──────── Document text

The most common Class Name entries (Name, Count):
[('<NO CLASS>\n', 783641), ('REG_SZ\n', 1090), ('Shell\n', 694),
 ('Network ComputerName\n', 2), ('1aa506ff\n', 2), ('adda2636\n', 2),
 ('5c15e5ed\n', 2), ('2c356ba6\n', 2), ('DynDRootClass\n', 2)]

There are a large number of keys (>780,000) and the longest key-path is substantial (28 keys or 407 characters). There is one value Type not defined in the Python WinReg module, which is REG_UNKNOWN. This occurs when the Type is an undefined hexadecimal value. We can either print the hex value or follow suit and use REG_UNKNOWN.

Class Name entries appear in the exported text files, but not in the RegEdit application itself. I think this is the RegEdit exporter being clever by cross-referencing the Class, ClassID and ClassGuidName’ entries defined elsewhere in the registry.
Update: I have subsequently confirmed that ‘Class Name’ entries cannot be accessed in the registry using the Python WinReg module, and therefore it is safe to ignore these.

This post focuses on 64-bit Windows; accessing 32-bit applications is not covered. You may need to investigate further if you have to worry about 32-bit access – see Accessing an Alternate Registry View for more information.

The simplest Python WinReg code I could write to read a value:

import winreg

key_handle = winreg.OpenKeyEx(
    winreg.HKEY_CURRENT_USER,        # Root key
    "Software\\Python\\PythonCore",  # Subkey
    access=winreg.KEY_READ,          # Default is KEY_READ
)

# Read known named value for the given subkey
# Ignore value_type, we do nothing with it
value, value_type = winreg.QueryValueEx(key_handle, "DisplayName",)
print(f"SubKey value: DisplayName='{value}'")

# "key_handle" object closed automatically when the object is destroyed
# Alternatively use "winreg.CloseKey()", or better still a Context Manager

There is a winreg.QueryInfoKey() function that returns the number of sub-keys and number of values for the passed key-path. You could then read each value (in a for-loop) with the winreg.QueryValueEx() function.

Alternatively there is the preferred winreg.EnumKey() and winreg.EnumValue() functions that retrieve the name/value of one subkey each time they are called. These are typically called repeatedly until an OSError exception is raised, indicating no more values are available.

The latter is preferable for traversing a key-path.

────────────────
──────── Extracted records

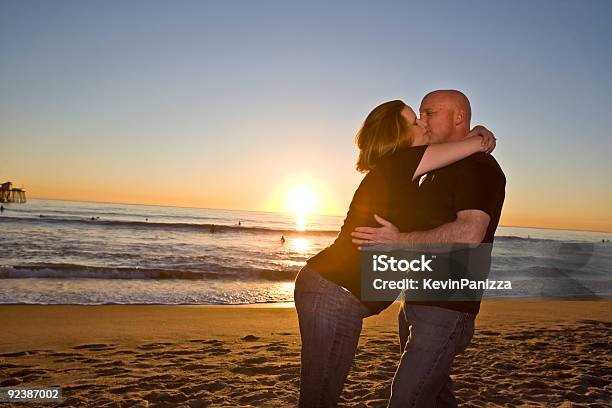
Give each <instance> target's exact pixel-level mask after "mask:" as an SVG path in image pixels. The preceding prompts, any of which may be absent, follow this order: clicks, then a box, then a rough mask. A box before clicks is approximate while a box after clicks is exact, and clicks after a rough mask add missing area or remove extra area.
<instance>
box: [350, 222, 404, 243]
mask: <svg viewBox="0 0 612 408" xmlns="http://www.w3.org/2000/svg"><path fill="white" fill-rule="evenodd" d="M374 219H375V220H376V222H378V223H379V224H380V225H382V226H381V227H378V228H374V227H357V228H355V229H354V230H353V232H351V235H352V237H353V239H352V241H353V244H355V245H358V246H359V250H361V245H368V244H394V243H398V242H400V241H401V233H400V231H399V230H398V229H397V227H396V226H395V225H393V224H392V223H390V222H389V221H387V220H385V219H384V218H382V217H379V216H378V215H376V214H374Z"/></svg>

────────────────
──────── Extracted records

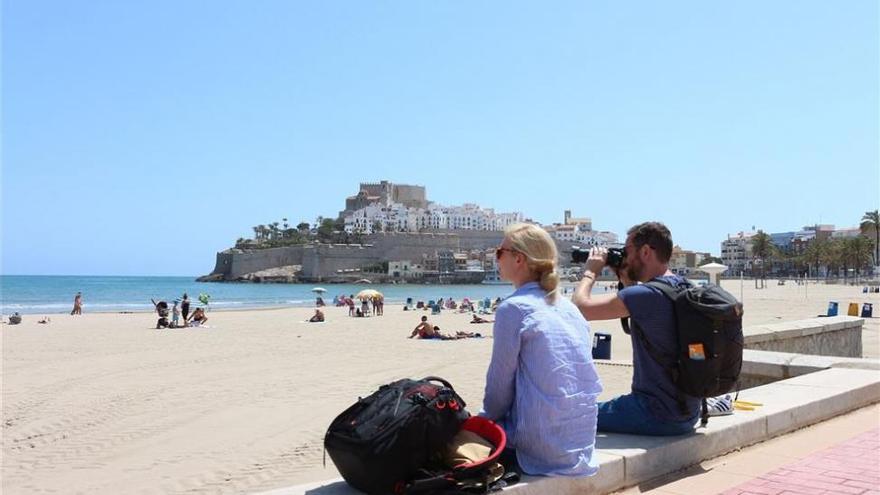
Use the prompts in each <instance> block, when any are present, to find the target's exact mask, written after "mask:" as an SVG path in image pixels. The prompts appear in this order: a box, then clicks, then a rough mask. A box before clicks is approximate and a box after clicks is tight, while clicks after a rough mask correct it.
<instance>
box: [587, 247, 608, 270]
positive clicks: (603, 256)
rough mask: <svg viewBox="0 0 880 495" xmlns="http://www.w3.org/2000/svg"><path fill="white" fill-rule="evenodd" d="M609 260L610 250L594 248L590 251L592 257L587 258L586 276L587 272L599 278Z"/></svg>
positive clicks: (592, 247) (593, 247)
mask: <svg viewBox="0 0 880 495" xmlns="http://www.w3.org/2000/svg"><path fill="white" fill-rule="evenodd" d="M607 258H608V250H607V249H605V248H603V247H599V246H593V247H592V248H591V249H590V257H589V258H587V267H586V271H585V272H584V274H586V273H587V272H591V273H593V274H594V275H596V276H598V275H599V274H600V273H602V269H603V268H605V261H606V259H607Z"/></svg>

────────────────

Request 1 –
Quote the Windows registry text word for word, starting at "There is a winreg.QueryInfoKey()" and ending at "the winreg.QueryValueEx() function.".
Request 2 –
How many lines of the records contain the string "clicks", with case counting? Give only the number.

Exercise solution 1 –
There is a winreg.QueryInfoKey() function that returns the number of sub-keys and number of values for the passed key-path. You could then read each value (in a for-loop) with the winreg.QueryValueEx() function.

Exercise solution 2 –
4